Jurors in the trial of Joseph E. Dixon on Friday heard an exhaustive explanation of the policies and procedures involving DNA evidence in criminal cases, along with testimony that Dixon's DNA was found mixed with the alleged victim's at the scene.
Dixon is charged with second-degree murder in the death of Dolores Warner, his former girlfriend, on Nov. 22, 2011.
As presented by New York State Police Inv. Michael Lostracco in testimony Thursday, large areas of Warner's residence on College Avenue in Gibson were covered in blood when state police arrived there Nov. 24.
Police checked the home after a call from Warner's sister, who was concerned that she hadn't seen or heard from Dolores.
Police apprehended Dixon in Lawrenceville, Pa., on Nov. 25, 2011. One witness testified Dixon had expressed a desire to go to Tennessee just after the alleged incident.
Lostracco testified Thursday on the exacting process of documenting and collecting evidence from the crime scene, although Dixon's defense attorney Terrence Baxter suggested the evidence may have been contaminated.
On Friday, two prosecution witnesses discussed what happened to the evidence collected from the home, how it was processed and what they concluded from it.
Richard Brunt, from the New York State Police crime lab in Albany, again stressed the level of control and care taken in evidence handling at the lab, from labeling and sealing evidence bags to cleaning work surfaces between examining various pieces of evidence.
Brunt is a serologist and DNA analyst who checked the many swabs and items of evidence collected from the home to ensure they had blood on them before they were sent for DNA analysis.
Also on the stand Friday was Kristine Robinson, also a serologist and DNA analyst, who ran the genetic testing of the evidence.
Robinson explained the 15-point matching system used to identify a unique DNA profile, and how they determine if genetic material came from multiple sources or is too incomplete to identify at all.
She said that blood tested from a hooded jacket at the scene, as well as from the couch where Warner's body was found, the main bedroom, living room, kitchen and broken lamps from the hallway all matched Warner's DNA.
But another location on the jacket yielded blood Robinson said matched Dixon's DNA, and a spot on a pair of socks found near Warner's body and stained with blood included DNA that was a mixture of Dixon's and Warner's.

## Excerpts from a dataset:
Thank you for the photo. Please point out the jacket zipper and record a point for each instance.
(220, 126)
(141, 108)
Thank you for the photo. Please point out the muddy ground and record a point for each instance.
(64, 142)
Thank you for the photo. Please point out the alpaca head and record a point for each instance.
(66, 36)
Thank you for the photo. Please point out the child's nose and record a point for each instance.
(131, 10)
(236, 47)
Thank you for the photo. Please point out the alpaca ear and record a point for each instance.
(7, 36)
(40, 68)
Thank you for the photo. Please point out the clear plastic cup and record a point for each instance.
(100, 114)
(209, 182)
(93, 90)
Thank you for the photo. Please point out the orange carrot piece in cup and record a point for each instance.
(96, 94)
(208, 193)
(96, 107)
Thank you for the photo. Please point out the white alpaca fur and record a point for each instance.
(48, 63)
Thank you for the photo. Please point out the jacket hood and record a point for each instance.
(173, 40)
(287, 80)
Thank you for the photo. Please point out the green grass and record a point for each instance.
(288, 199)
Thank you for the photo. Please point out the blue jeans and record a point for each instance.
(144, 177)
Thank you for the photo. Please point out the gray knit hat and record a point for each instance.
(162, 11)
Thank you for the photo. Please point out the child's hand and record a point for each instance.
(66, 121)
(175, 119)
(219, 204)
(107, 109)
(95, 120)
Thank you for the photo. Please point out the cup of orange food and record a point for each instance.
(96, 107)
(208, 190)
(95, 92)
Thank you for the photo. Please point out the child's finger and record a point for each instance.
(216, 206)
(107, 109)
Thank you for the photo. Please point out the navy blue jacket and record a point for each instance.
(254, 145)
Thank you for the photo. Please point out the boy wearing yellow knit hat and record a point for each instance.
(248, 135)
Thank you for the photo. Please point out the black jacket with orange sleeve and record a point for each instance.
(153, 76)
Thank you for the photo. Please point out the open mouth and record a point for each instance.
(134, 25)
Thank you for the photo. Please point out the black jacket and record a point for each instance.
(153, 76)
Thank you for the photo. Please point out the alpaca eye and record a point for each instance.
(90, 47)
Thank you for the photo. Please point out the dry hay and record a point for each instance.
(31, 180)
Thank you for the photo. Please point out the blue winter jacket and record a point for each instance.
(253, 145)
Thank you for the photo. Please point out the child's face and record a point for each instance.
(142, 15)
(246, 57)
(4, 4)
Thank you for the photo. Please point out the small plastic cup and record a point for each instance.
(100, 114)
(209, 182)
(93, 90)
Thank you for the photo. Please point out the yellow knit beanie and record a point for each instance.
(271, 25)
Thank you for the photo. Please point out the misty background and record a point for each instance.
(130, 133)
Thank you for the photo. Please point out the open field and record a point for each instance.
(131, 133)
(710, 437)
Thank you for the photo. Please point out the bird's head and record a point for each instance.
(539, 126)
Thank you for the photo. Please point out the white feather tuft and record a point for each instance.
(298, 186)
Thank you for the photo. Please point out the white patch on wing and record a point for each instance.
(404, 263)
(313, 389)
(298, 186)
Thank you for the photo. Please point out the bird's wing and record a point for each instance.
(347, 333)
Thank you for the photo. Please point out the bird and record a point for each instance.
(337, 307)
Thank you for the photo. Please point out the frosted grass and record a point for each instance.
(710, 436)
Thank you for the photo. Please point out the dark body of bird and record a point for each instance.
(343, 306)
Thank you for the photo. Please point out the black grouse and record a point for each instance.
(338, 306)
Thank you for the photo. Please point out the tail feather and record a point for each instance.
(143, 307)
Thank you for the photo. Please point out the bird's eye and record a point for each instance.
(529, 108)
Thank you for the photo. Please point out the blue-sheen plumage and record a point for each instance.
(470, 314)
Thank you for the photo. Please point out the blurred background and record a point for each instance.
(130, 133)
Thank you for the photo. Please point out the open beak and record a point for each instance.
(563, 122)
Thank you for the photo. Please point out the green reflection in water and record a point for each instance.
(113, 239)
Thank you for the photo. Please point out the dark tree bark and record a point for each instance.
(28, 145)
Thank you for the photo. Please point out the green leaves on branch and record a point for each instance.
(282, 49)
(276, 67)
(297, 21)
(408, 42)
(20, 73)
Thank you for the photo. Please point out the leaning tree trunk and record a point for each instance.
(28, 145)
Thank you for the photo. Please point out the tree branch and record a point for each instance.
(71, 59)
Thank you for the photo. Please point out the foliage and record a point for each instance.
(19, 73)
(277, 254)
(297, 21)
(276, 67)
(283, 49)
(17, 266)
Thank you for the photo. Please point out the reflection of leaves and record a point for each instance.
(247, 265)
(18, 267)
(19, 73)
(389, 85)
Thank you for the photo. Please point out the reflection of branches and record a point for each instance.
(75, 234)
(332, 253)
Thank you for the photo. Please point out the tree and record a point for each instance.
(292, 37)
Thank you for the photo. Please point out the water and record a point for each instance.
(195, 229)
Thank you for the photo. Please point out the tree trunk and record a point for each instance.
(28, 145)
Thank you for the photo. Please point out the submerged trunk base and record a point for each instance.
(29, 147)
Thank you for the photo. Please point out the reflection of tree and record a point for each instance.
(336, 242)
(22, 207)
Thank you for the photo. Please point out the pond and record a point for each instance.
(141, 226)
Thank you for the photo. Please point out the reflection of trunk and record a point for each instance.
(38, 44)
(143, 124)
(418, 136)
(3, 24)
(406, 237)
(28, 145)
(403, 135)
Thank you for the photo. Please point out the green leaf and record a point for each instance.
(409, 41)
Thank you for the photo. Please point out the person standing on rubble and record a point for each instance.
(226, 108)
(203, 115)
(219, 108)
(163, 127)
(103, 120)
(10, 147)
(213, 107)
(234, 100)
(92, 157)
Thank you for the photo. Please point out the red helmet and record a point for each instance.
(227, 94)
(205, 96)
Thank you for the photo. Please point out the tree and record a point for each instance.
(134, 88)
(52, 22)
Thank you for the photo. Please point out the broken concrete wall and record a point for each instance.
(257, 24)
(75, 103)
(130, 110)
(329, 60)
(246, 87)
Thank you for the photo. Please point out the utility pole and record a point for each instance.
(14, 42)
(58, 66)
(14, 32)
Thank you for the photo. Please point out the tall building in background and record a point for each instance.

## LIST OF TASKS:
a - According to the report on the Joseph E. Dixon trial, what crime is Dixon charged with?
b - Resume the report on the Joseph E. Dixon trial, picking up after its final sentence.

## RESULTS FOR EACH TASK:
a - Second-degree murder.

b -
A previous witness testified that Dixon had admitted to beating Warner, and that Dixon said he had put socks on his hands to protect them during the alleged attack.
Baxter questioned whether Robinson could really be sure which two individuals contributed DNA to a mixed sample, but she said the results from the test were 111.8 sextillion times more likely to be from Dixon and Warner than from any other two people. That's 111,800,000,000,000,000,000,000.
Page 2 of 2 - The defense also noted that the testing couldn't identify whether DNA came from blood or other kinds of cells, or how long the DNA had been on the item before it was analyzed. Robinson acknowledged that.
She also acknowledged that she couldn't be sure that the evidence she analyzed hadn't been contaminated in some way before she received it.
Steuben County District Attorney Brooks Baker rested his case at the conclusion of Robinson's testimony.
Baxter then entered a motion suggesting that Baker had failed to make his case because he hadn't established intent to commit the crime, an element of a murder charge as opposed to manslaughter.
Dixon was initially charged with manslaughter before a grand jury elevated the charge in 2012.
Judge Peter Bradstreet denied that motion, and dismissed the jury for the weekend.
They'll return Monday at 9:30 a.m., when, Baxter indicated, he will be calling an expert witness.
Dixon faces 25 years to life in prison if convicted on the second-degree murder charge.